Lesetext
____
1 Leitsatz
Die Möglichkeit, für ein Wohnungseigentum einen um 15 % höheren Verkaufspreis zu erzielen, führt nicht dazu, dass ein Wohnungseigentümer einen Anspruch auf Änderung der Gemeinschaftsordnung dahingehend hat, dass sein Teileigentum in Wohnungseigentum (rück-)umgewandelt wird.
2 Normenkette
§§ 1, 10 Abs. 2 WEG; § 242 BGB
3 Das Problem
K erwirbt im Jahr 2003 Wohnungseigentum an 2 Wohnungen. Auf Grundlage einer einmaligen Öffnungsklausel in der Gemeinschaftsordnung wandelt K das Wohnungs- im Jahr 2004 zu Teileigentum um und vermietet die Räume an ein Steuerbüro. Nach Beendigung des Mietvertrags beabsichtigt K das Teileigentum zu veräußern, hilfsweise es zu vermieten. Auf Vermittlungsbemühungen des eingeschalteten Maklerbüros wird ein Angebot zum Kauf der Räume als Wohnungseigentum in Höhe von 1,26 Mio. EUR unterbreitet, während für den Kauf als Teileigentum ein Höchstgebot von 1,1 Mio. EUR abgegeben wird. Mit Rücksicht hierauf will K das Teil- wieder in Wohnungseigentum umwandeln. Der Änderung der Gemeinschaftsordnung stimmen alle Wohnungseigentümer mit Ausnahme von Wohnungseigentümer B zu. K klagt jetzt gegen B auf Zustimmung.
____
Auftrag
Schreib den Lesetext über die Rückumwandlung von Teileigentum in Wohnungseigentum nach seinem letzten Satz weiter.
____
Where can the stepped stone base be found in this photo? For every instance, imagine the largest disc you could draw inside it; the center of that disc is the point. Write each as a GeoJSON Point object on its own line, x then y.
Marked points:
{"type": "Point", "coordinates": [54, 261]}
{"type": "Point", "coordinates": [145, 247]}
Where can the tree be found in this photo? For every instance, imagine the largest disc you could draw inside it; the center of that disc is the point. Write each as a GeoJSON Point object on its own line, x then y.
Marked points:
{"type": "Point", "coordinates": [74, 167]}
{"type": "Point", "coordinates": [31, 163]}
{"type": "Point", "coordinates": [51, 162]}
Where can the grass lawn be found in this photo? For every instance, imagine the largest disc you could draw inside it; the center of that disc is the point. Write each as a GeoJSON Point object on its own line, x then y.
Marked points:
____
Antwort
4 Die Entscheidung
Ohne Erfolg! Die Voraussetzungen des § 10 Abs. 2 WEG lägen nicht vor. Die Zuerkennung eines Abänderungsanspruchs müsse auf "echte Ausnahmefälle" beschränkt werden, da mit § 10 Abs. 2 WEG in die Vertragsfreiheit eingegriffen werde. Die zu berücksichtigenden Gründe könnten zwar auch wirtschaftlicher Natur sein. Diese seien aber erst dann schwerwiegend, wenn durch das Festhalten an der Regelung die wirtschaftliche Verwertung nicht (mehr) möglich sei. So liege es nicht. Allein die voraussichtliche Erzielung eines um ca. 14,6 % höheren Verkaufserlöses genüge nicht. Jedenfalls Mindererlöse von bis zu 25 % seien nicht ausreichend. Andere Gründe seien weder vorgetragen noch sonst ersichtlich.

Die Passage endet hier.